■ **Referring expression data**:
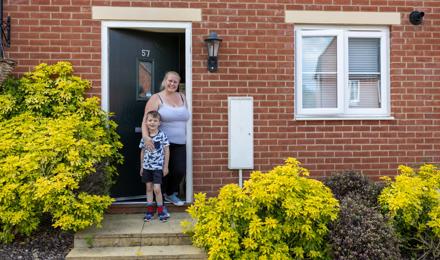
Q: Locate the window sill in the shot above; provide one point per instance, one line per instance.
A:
(303, 118)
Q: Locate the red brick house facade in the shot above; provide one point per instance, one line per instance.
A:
(258, 58)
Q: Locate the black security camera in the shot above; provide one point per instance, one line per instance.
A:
(416, 17)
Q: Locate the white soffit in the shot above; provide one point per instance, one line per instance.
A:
(146, 14)
(331, 17)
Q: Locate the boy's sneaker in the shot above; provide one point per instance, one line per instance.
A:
(163, 217)
(174, 199)
(148, 216)
(165, 210)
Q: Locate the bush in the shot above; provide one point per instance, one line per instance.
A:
(354, 184)
(361, 232)
(412, 203)
(52, 140)
(277, 215)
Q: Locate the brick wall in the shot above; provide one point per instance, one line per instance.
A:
(257, 59)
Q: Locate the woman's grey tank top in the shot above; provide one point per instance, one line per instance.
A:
(173, 121)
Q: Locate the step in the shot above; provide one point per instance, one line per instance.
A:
(127, 230)
(143, 252)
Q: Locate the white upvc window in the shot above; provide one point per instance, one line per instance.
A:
(342, 72)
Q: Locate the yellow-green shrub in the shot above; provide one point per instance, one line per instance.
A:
(412, 202)
(52, 139)
(277, 215)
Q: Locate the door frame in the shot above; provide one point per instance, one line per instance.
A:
(184, 27)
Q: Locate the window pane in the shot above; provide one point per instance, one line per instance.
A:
(364, 72)
(319, 75)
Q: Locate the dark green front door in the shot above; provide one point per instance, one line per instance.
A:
(138, 61)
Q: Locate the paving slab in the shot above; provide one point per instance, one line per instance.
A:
(144, 252)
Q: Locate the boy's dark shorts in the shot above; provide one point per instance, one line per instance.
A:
(154, 176)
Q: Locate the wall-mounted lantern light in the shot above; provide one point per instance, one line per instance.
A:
(213, 43)
(416, 17)
(5, 34)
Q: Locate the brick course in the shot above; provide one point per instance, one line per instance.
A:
(257, 59)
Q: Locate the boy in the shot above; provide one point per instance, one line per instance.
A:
(154, 165)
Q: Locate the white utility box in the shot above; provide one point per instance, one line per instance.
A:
(240, 133)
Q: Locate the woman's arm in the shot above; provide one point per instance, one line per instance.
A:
(166, 160)
(142, 161)
(152, 104)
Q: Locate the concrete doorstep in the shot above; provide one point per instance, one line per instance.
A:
(127, 236)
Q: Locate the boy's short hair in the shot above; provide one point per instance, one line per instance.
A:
(153, 114)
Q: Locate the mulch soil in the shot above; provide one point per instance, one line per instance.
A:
(45, 244)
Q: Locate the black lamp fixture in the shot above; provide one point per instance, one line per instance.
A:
(5, 34)
(416, 17)
(213, 43)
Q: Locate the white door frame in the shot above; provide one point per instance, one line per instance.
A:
(185, 27)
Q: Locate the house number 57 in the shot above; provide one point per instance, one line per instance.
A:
(145, 53)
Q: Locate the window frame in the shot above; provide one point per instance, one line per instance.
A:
(343, 111)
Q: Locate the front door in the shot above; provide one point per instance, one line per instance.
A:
(138, 60)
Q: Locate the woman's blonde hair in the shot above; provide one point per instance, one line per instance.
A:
(164, 81)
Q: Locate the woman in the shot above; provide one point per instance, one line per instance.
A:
(174, 112)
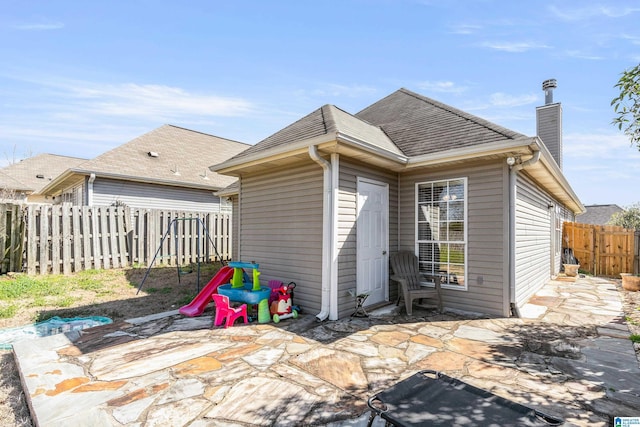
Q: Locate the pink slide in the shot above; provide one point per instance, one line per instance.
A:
(200, 302)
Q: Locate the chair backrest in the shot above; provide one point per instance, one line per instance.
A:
(221, 301)
(405, 265)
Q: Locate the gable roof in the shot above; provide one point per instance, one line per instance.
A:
(419, 125)
(9, 183)
(168, 155)
(34, 173)
(598, 214)
(328, 121)
(400, 132)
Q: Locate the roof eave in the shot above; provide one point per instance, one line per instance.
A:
(503, 148)
(63, 180)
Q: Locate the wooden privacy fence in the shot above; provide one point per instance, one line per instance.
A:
(602, 250)
(11, 230)
(63, 238)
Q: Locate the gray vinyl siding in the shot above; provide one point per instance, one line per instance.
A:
(566, 215)
(347, 221)
(151, 196)
(534, 232)
(487, 235)
(281, 228)
(235, 217)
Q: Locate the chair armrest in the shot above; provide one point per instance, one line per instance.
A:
(398, 279)
(437, 279)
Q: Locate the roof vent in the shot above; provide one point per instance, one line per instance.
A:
(548, 86)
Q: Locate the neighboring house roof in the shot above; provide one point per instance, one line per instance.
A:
(34, 173)
(598, 214)
(9, 183)
(400, 132)
(168, 155)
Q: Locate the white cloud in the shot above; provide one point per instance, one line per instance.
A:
(599, 146)
(580, 54)
(499, 102)
(73, 116)
(500, 99)
(465, 29)
(150, 101)
(336, 90)
(442, 87)
(42, 26)
(578, 14)
(513, 47)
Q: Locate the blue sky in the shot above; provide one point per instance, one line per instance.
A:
(78, 77)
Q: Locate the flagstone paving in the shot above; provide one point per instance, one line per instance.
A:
(568, 355)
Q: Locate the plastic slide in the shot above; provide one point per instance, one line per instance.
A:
(200, 302)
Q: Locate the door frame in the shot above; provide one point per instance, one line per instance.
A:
(385, 187)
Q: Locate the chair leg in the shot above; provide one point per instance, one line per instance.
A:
(408, 304)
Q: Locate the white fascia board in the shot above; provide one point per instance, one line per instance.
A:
(53, 185)
(549, 163)
(280, 151)
(371, 148)
(515, 146)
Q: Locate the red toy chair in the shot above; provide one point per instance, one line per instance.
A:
(224, 310)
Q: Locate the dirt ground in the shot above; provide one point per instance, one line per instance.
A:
(160, 292)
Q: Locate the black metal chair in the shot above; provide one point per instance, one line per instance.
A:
(407, 273)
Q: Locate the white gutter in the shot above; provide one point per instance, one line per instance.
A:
(371, 148)
(327, 234)
(90, 182)
(513, 174)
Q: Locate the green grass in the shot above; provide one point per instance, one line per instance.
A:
(630, 321)
(159, 290)
(8, 311)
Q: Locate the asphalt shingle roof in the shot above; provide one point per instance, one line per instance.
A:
(183, 158)
(402, 123)
(419, 125)
(35, 172)
(327, 120)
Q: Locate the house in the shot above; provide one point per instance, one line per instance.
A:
(598, 214)
(325, 201)
(166, 168)
(23, 181)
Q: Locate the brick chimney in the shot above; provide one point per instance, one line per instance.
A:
(549, 122)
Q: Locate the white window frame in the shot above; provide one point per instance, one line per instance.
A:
(447, 284)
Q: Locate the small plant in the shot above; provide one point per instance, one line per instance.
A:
(8, 311)
(630, 321)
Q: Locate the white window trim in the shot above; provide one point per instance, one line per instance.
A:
(465, 234)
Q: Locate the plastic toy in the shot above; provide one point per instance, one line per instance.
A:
(281, 306)
(200, 302)
(225, 311)
(241, 290)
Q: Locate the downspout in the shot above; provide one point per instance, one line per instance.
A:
(513, 175)
(90, 182)
(327, 188)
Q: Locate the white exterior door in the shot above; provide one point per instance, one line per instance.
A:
(373, 236)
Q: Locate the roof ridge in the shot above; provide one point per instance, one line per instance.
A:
(201, 133)
(328, 121)
(464, 115)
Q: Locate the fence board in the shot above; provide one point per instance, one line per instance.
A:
(67, 254)
(603, 250)
(65, 238)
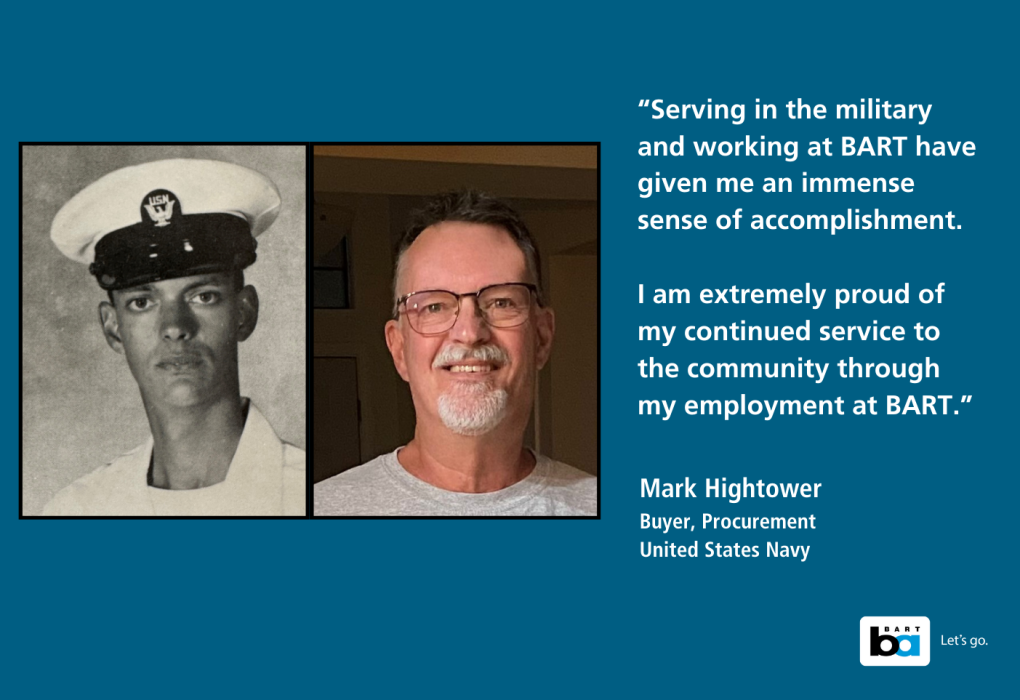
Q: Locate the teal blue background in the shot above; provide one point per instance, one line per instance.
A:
(917, 514)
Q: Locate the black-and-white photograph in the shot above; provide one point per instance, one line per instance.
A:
(163, 320)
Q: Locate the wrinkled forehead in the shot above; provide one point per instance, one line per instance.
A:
(461, 257)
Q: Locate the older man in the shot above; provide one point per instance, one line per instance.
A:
(469, 335)
(168, 242)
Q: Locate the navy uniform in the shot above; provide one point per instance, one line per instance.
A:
(162, 220)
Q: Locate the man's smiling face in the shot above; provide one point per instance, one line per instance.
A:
(473, 377)
(181, 336)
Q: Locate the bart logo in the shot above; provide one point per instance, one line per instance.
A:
(895, 642)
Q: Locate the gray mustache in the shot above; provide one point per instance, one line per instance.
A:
(485, 353)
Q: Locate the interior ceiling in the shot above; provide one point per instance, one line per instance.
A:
(570, 156)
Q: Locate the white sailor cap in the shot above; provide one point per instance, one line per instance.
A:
(164, 219)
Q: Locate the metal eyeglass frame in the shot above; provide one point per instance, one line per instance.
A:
(402, 303)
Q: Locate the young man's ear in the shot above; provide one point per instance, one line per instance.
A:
(395, 341)
(248, 307)
(111, 329)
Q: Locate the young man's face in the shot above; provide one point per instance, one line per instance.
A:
(473, 377)
(181, 336)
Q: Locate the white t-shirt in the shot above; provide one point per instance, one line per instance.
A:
(383, 487)
(266, 477)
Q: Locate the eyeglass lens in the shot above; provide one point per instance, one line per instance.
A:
(501, 306)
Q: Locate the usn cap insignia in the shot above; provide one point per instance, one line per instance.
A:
(159, 205)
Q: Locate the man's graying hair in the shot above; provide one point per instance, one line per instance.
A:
(473, 207)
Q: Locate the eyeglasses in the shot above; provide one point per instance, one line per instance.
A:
(435, 311)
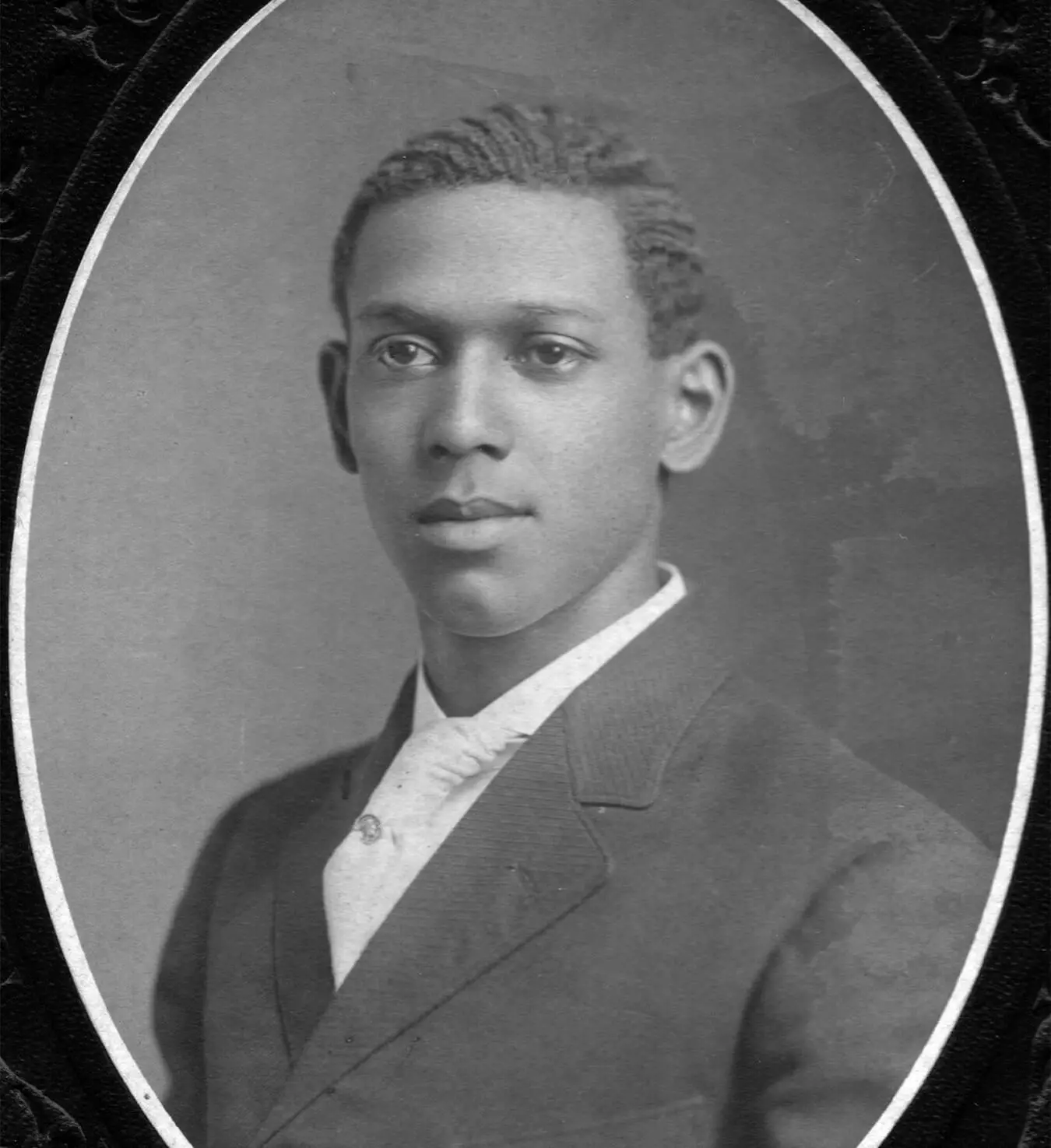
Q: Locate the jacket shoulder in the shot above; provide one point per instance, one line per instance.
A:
(790, 771)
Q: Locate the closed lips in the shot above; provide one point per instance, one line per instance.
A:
(447, 510)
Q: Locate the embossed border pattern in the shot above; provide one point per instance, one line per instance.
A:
(83, 84)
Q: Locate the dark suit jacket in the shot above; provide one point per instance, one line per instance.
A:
(680, 916)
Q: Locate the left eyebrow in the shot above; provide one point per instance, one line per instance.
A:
(553, 311)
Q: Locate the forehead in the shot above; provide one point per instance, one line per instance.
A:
(475, 249)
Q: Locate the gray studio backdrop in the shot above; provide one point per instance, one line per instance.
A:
(207, 608)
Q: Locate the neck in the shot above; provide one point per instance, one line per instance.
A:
(466, 673)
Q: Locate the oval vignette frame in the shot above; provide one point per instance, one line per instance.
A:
(155, 92)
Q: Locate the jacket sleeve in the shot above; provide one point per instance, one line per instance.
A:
(853, 991)
(178, 1003)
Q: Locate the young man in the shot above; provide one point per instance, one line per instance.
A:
(589, 886)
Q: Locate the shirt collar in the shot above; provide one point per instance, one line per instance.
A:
(526, 707)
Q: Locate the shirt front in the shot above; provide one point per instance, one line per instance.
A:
(524, 708)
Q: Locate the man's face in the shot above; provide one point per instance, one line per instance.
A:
(504, 413)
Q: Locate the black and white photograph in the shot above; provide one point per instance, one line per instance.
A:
(529, 595)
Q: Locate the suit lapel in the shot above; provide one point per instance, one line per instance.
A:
(522, 858)
(302, 962)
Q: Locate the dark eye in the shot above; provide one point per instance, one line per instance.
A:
(553, 355)
(400, 354)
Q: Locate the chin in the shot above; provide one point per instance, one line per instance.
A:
(477, 604)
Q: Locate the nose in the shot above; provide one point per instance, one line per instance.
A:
(466, 413)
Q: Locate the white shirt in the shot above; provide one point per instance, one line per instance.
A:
(354, 916)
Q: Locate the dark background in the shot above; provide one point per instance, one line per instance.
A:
(884, 534)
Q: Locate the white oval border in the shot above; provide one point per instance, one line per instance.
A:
(26, 757)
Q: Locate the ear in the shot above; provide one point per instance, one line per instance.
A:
(332, 374)
(700, 391)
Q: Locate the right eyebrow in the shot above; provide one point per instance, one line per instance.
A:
(395, 312)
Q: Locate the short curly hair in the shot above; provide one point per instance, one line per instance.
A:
(546, 147)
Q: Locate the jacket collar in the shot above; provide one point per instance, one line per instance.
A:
(624, 723)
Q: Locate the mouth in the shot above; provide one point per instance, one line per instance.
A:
(473, 510)
(473, 526)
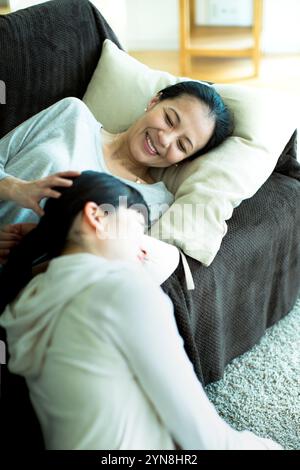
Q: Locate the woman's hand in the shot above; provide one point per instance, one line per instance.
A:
(29, 193)
(10, 236)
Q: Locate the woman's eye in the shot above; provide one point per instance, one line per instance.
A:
(181, 147)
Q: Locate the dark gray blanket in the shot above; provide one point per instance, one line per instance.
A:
(253, 281)
(49, 52)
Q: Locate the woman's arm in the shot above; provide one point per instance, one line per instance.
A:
(20, 141)
(145, 330)
(29, 193)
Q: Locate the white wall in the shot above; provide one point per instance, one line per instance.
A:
(153, 24)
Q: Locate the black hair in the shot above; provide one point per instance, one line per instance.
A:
(48, 238)
(217, 109)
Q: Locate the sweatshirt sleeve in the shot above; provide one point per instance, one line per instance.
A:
(35, 129)
(143, 327)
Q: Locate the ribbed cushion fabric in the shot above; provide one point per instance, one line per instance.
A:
(48, 52)
(252, 283)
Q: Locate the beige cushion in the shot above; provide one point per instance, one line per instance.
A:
(209, 188)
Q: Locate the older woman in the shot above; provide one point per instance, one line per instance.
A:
(103, 373)
(180, 122)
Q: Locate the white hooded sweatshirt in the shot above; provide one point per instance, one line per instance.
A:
(105, 365)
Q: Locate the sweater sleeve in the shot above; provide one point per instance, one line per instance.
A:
(34, 130)
(143, 327)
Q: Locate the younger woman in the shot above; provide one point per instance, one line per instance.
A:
(96, 338)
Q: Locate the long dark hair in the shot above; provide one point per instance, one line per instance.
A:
(48, 239)
(223, 117)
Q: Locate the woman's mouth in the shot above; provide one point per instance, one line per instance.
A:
(148, 145)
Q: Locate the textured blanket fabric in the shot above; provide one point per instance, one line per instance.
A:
(252, 283)
(50, 51)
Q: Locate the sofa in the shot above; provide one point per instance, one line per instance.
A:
(49, 52)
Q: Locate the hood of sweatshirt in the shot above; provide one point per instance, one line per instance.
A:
(31, 318)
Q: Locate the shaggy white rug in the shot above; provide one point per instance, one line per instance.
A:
(260, 390)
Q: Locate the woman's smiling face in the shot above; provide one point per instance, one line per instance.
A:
(170, 131)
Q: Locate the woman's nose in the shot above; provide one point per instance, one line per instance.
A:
(164, 138)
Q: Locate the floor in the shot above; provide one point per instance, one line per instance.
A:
(277, 72)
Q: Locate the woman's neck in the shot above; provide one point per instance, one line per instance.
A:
(118, 157)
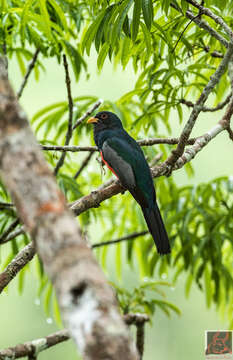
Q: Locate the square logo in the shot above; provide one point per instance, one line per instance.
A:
(218, 344)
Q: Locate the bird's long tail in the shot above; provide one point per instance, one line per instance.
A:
(157, 229)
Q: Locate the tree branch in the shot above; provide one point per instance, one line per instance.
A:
(21, 259)
(215, 53)
(27, 254)
(87, 303)
(13, 235)
(70, 120)
(216, 18)
(208, 109)
(84, 164)
(146, 142)
(5, 205)
(32, 348)
(94, 199)
(71, 148)
(230, 74)
(11, 227)
(29, 70)
(124, 238)
(88, 113)
(214, 79)
(204, 25)
(203, 140)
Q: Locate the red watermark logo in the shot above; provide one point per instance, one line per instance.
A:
(218, 344)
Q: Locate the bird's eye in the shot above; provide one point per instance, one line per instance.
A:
(104, 116)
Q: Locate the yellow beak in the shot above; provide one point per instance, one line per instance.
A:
(92, 120)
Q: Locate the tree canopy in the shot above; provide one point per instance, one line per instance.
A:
(182, 54)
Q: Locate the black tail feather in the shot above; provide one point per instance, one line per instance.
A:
(157, 229)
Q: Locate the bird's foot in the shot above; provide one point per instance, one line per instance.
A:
(95, 198)
(168, 170)
(101, 164)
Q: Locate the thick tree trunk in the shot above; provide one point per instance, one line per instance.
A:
(87, 303)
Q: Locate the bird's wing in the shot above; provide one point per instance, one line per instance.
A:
(114, 153)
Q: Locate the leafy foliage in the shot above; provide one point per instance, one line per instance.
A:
(144, 33)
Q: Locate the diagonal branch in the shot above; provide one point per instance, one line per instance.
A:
(88, 113)
(124, 238)
(146, 142)
(29, 70)
(213, 16)
(220, 106)
(70, 120)
(214, 79)
(94, 199)
(21, 259)
(11, 227)
(80, 284)
(84, 164)
(32, 348)
(13, 235)
(5, 205)
(204, 25)
(203, 140)
(28, 252)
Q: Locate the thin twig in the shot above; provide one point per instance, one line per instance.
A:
(216, 18)
(215, 53)
(12, 269)
(94, 199)
(88, 113)
(203, 140)
(70, 120)
(215, 78)
(29, 70)
(11, 227)
(4, 205)
(146, 142)
(34, 347)
(124, 238)
(71, 148)
(84, 164)
(208, 109)
(204, 25)
(13, 235)
(140, 339)
(182, 33)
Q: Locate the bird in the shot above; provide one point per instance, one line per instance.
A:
(125, 158)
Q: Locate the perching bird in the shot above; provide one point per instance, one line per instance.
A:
(124, 157)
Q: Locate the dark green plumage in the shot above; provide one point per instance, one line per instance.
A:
(124, 157)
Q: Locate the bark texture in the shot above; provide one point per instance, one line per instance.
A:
(87, 303)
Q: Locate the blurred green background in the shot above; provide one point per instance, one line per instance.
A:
(22, 316)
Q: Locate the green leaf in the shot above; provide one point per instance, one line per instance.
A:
(60, 13)
(124, 8)
(91, 32)
(44, 19)
(24, 17)
(136, 18)
(102, 55)
(147, 10)
(188, 284)
(47, 298)
(75, 58)
(147, 38)
(208, 288)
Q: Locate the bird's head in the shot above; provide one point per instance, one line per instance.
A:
(105, 120)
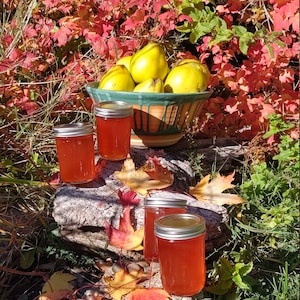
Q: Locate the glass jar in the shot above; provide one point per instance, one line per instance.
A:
(113, 123)
(181, 248)
(155, 208)
(75, 152)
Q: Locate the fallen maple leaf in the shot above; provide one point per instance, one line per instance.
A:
(151, 176)
(125, 237)
(58, 287)
(213, 191)
(148, 294)
(128, 198)
(123, 282)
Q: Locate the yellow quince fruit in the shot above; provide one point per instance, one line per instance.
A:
(151, 85)
(188, 76)
(125, 60)
(117, 78)
(149, 62)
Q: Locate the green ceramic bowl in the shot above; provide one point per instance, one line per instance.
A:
(159, 118)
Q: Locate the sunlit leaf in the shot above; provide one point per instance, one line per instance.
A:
(147, 294)
(123, 282)
(150, 176)
(213, 191)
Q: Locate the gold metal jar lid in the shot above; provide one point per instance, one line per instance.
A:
(179, 226)
(113, 109)
(73, 129)
(164, 202)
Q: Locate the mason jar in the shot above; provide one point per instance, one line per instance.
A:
(113, 125)
(155, 208)
(75, 152)
(181, 251)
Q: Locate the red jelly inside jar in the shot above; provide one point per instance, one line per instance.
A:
(113, 123)
(155, 208)
(75, 152)
(181, 248)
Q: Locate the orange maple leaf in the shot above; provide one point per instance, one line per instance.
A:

■ **PROBLEM TO WORK ON**: What lines above contain the string "roof"? Copy all of them.

■ **TASK OUTPUT**:
Q: Locate the gable roof in the shot above; provide one point per instance, one line per instance.
Q: Locate the roof eave in the shot above; provide one point per instance, one line per instance.
Q: Locate the roof vent in the shot above; provide one point per instance, one line per instance.
Q: Locate the neighboring house roof in the shot above; provide one point per instance, one line per instance.
Q: Locate the asphalt shingle roof in the shot above; provide one point per instance, one line per instance.
Q: Locate the roof ridge in the shot above; provide one point per instance, one line per instance.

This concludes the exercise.